# PROBLEM STATEMENT
Print the full listing exactly.
━━━━━━━━━━━━━━━━━━━━━━━━━━━━━━
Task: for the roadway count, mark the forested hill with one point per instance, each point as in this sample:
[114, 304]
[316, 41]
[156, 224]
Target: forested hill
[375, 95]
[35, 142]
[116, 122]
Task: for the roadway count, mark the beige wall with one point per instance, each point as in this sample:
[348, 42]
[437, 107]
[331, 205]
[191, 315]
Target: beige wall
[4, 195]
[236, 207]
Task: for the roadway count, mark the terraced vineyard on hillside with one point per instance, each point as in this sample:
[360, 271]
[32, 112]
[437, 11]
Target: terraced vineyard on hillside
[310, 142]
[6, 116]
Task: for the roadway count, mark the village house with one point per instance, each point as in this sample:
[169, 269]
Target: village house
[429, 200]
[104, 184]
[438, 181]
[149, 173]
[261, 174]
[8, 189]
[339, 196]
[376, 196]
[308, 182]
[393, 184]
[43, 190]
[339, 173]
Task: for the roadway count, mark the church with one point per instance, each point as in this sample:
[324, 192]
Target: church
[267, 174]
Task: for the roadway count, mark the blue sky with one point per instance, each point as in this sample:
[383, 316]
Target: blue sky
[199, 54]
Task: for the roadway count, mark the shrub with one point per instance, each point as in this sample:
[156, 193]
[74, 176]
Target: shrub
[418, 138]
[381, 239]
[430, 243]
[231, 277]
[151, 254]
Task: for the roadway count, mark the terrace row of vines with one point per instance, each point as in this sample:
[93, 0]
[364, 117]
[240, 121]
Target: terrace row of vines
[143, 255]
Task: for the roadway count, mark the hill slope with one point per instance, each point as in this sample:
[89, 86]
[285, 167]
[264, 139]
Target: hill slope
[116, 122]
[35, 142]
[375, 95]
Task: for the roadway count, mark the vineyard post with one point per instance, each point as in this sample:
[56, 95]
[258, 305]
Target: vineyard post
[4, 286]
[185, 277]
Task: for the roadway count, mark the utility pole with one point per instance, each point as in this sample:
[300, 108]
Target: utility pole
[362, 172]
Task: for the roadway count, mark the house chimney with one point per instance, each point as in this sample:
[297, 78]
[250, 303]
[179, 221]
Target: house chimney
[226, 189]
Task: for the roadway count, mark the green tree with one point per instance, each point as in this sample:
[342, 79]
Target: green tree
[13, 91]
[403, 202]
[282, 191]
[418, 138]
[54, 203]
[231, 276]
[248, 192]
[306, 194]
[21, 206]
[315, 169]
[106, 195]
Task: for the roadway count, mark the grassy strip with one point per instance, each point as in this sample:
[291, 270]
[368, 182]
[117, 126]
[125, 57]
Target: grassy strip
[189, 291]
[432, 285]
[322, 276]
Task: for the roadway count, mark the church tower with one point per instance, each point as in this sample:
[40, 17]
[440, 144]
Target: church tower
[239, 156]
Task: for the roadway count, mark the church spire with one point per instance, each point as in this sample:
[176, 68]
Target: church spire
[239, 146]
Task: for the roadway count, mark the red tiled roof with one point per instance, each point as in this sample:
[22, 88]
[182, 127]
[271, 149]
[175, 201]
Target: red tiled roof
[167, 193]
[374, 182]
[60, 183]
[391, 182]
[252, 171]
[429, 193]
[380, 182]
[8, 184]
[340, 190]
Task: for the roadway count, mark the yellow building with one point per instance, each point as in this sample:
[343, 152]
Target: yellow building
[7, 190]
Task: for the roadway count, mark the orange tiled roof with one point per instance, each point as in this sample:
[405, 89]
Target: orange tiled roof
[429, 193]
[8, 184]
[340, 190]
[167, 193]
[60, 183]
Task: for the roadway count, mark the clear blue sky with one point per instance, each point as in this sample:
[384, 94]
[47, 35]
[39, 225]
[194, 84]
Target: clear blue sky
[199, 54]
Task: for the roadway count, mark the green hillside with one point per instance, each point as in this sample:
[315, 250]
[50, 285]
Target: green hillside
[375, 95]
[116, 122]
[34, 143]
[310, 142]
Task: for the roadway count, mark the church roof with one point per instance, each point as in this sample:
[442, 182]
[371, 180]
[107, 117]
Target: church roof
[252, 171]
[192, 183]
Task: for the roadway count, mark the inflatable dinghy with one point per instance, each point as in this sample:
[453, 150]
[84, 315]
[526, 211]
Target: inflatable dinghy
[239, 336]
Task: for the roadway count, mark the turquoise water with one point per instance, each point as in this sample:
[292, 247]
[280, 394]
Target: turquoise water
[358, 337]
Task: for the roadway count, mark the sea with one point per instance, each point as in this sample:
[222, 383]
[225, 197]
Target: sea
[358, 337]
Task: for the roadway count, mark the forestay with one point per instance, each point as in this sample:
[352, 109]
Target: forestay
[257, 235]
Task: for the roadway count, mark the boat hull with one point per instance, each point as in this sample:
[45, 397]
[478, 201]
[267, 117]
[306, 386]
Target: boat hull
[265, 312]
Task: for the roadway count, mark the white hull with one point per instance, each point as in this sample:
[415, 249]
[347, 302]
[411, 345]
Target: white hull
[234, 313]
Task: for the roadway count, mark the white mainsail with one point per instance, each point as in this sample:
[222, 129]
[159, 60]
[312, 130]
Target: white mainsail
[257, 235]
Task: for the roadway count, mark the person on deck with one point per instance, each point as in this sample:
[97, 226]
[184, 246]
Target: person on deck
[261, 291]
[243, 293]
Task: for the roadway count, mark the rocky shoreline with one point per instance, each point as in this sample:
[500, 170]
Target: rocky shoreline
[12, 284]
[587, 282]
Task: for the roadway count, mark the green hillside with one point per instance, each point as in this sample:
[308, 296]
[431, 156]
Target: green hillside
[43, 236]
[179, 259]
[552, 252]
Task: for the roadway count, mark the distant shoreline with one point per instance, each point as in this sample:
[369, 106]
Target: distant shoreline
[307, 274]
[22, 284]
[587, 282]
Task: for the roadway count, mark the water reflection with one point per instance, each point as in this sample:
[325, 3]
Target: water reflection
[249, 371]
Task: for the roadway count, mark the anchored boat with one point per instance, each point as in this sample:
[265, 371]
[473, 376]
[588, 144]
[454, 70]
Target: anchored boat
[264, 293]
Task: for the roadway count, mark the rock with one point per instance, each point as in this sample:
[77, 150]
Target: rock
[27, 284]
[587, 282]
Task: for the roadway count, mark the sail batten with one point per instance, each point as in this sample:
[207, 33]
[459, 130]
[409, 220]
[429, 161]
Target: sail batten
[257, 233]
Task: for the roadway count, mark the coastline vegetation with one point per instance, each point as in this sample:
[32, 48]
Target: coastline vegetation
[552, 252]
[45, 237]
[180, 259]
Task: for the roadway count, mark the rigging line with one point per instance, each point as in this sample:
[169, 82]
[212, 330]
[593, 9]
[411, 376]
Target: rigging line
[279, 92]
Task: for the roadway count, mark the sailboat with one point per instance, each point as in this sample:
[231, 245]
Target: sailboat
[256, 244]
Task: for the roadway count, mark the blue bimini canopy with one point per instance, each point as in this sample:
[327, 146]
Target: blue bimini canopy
━━━━━━━━━━━━━━━━━━━━━━━━━━━━━━
# CORRECT ANSWER
Task: for the roadway count, mark the forested hill with one point per instance, each point as in this sample:
[114, 304]
[316, 41]
[156, 224]
Target: forested hill
[375, 95]
[35, 142]
[116, 122]
Task: for the roadway count, mark the beige wall with one point per instance, each point as in this sample:
[348, 42]
[437, 107]
[331, 205]
[191, 315]
Target: beige wall
[4, 195]
[236, 207]
Task: for the roadway count, mark the terraced vineyard on hillside with one point per instance, each point as in this sample:
[360, 271]
[32, 112]
[437, 11]
Target: terraced vineyard on hillside
[310, 142]
[6, 116]
Task: for the roadway count, mark the village house with one point per instance, each point as in this sample:
[169, 269]
Target: village house
[429, 200]
[104, 184]
[438, 181]
[149, 173]
[261, 174]
[8, 189]
[339, 196]
[376, 196]
[308, 182]
[393, 184]
[43, 190]
[339, 173]
Task: for the roadway count, mark the church with one point per instance, each point as in this sample:
[324, 192]
Target: church
[267, 174]
Task: for the roadway count, mark the blue sky with one point per instance, each point as in this sample:
[383, 316]
Target: blue sky
[199, 54]
Task: for the roadway count, mark the shrub with one point per instance, each point as in this sample:
[156, 193]
[74, 176]
Target: shrub
[418, 138]
[381, 239]
[430, 243]
[231, 277]
[151, 254]
Task: for the roadway count, mark the terrace row of vines with one point per instance, each point as in this sample:
[93, 0]
[364, 117]
[240, 121]
Target: terrace row of vines
[143, 255]
Task: for the roadway count, mark the hill slope with one point per instance, each point as in this sample:
[89, 86]
[285, 167]
[264, 139]
Target: hill slope
[116, 122]
[35, 142]
[375, 95]
Task: for the roadway count, mark the vineyard post with one point per instance, each point as in this sample:
[56, 95]
[258, 305]
Target: vineyard post
[4, 286]
[185, 277]
Task: for the roadway count, mark the utility pole with one point per instance, each point as in this sample:
[300, 108]
Target: utility pole
[362, 172]
Task: for the roadway count, mark the house chimney with one point per instance, each point as in this sample:
[297, 78]
[250, 303]
[179, 221]
Target: house chimney
[226, 189]
Task: for the roadway count, mark the green tree with one point per instance, each point as in this sample:
[342, 79]
Target: green tree
[13, 91]
[403, 202]
[282, 191]
[418, 138]
[54, 203]
[231, 276]
[248, 192]
[306, 194]
[21, 206]
[315, 169]
[106, 195]
Task: for the roadway count, mark the grassy strip with one point per instance, each point as in this sample:
[291, 270]
[368, 182]
[117, 126]
[125, 57]
Target: grassy strip
[189, 291]
[432, 285]
[322, 276]
Task: for the roadway count, mark the church tower with one point per instance, each point as in this sample:
[40, 17]
[440, 144]
Target: church tower
[239, 156]
Task: for the roadway count, mark the church spire with one point per instance, each point as in this sample:
[176, 68]
Target: church spire
[239, 146]
Task: for the roadway count, mark the red tiled roof with one point per instance, each point as in this sample:
[22, 88]
[182, 127]
[271, 149]
[175, 201]
Target: red tiled roof
[167, 193]
[374, 182]
[60, 183]
[391, 182]
[252, 171]
[429, 193]
[380, 182]
[8, 184]
[340, 190]
Task: for the roadway count, mark the yellow building with one point per instance, each point as in this sample:
[343, 152]
Target: yellow building
[7, 190]
Task: for the roadway count, mark the orange tiled roof with one point per instance, each point as in this sample:
[405, 89]
Target: orange tiled roof
[429, 193]
[8, 184]
[340, 190]
[167, 193]
[60, 183]
Task: for the roadway count, mark the clear blue sky with one point per instance, each point as in this sample:
[384, 94]
[47, 35]
[39, 225]
[194, 84]
Target: clear blue sky
[199, 54]
Task: for the roadway count, mark the green hillside with one point per instance, each point as in this sample:
[315, 250]
[50, 285]
Target: green hillside
[375, 95]
[116, 122]
[34, 143]
[310, 142]
Task: for the roadway count, mark the church roof with one point per instance, each point as in this sample:
[442, 182]
[371, 180]
[107, 117]
Target: church roof
[252, 171]
[192, 183]
Task: for the roadway count, mark the inflatable dinghy with one point per instance, each point as in this sample:
[453, 150]
[84, 315]
[526, 211]
Target: inflatable dinghy
[239, 336]
Task: for the roadway count, mark the turquoise water with one point per instance, each point as in this sample:
[292, 247]
[280, 394]
Target: turquoise water
[358, 337]
Task: for the roadway count, mark the sea with one point per instance, each point as in this sample:
[222, 383]
[225, 197]
Target: sea
[358, 337]
Task: for the roadway count, mark the forestay with one point per instance, each point as in this sample:
[352, 109]
Target: forestay
[257, 235]
Task: for the roadway count, mark the boat hull with one point per instance, each point as in this sample:
[45, 397]
[478, 201]
[267, 117]
[306, 386]
Target: boat hull
[265, 312]
Task: for the roadway count, mark the white hull with one point per instance, each point as in this sample:
[415, 249]
[347, 302]
[411, 345]
Target: white hull
[234, 313]
Task: for the roadway count, mark the white mainsail with one point per instance, each point as in this sample:
[222, 129]
[159, 60]
[312, 130]
Target: white mainsail
[257, 235]
Task: for the roadway count, mark the person on deck with one point per instance, each point as in this sample:
[97, 226]
[184, 246]
Target: person on deck
[261, 291]
[243, 293]
Task: for the roadway count, mark the rocky shoreline with one point per instance, each point as in this sample:
[500, 170]
Target: rocky shoreline
[12, 284]
[587, 282]
Task: for the roadway count, mark the green hillside with one point per instance, each point as in this sample:
[308, 296]
[431, 156]
Target: green hillside
[43, 236]
[179, 259]
[552, 252]
Task: for the roadway count, mark the distant shoreline with one point per instance, each point as in this sample:
[369, 106]
Target: distant shoreline
[307, 274]
[22, 284]
[587, 282]
Task: for the roadway count, mark the water reflection with one point per instance, each point as in this sample:
[325, 3]
Target: water reflection
[249, 371]
Task: for the roadway count, mark the anchored boat with one point per instance, each point as in this sample:
[265, 371]
[473, 376]
[588, 144]
[454, 70]
Target: anchored boat
[264, 293]
Task: for the roadway count, mark the rock with one point per instance, each point as in this sample:
[77, 150]
Target: rock
[27, 284]
[587, 282]
Task: for the roadway count, mark the sail batten with one point per instance, each point as in this sample:
[207, 33]
[459, 130]
[409, 220]
[429, 161]
Target: sail batten
[257, 233]
Task: for the roadway count, mark the coastline vegetation with one point per instance, each point as in this sample:
[32, 48]
Target: coastline vegetation
[552, 252]
[45, 237]
[180, 259]
Task: for the roadway count, mark the rigging line with one point per instance, each point as in this sample:
[169, 82]
[212, 330]
[593, 9]
[411, 376]
Target: rigging line
[279, 92]
Task: for the roadway count, mark the sailboat with one point per instance, each point as in this sample:
[231, 245]
Target: sailboat
[256, 244]
Task: for the roadway count, mark the blue bimini canopy with one point per instance, each point as in this sample:
[327, 146]
Target: blue bimini canopy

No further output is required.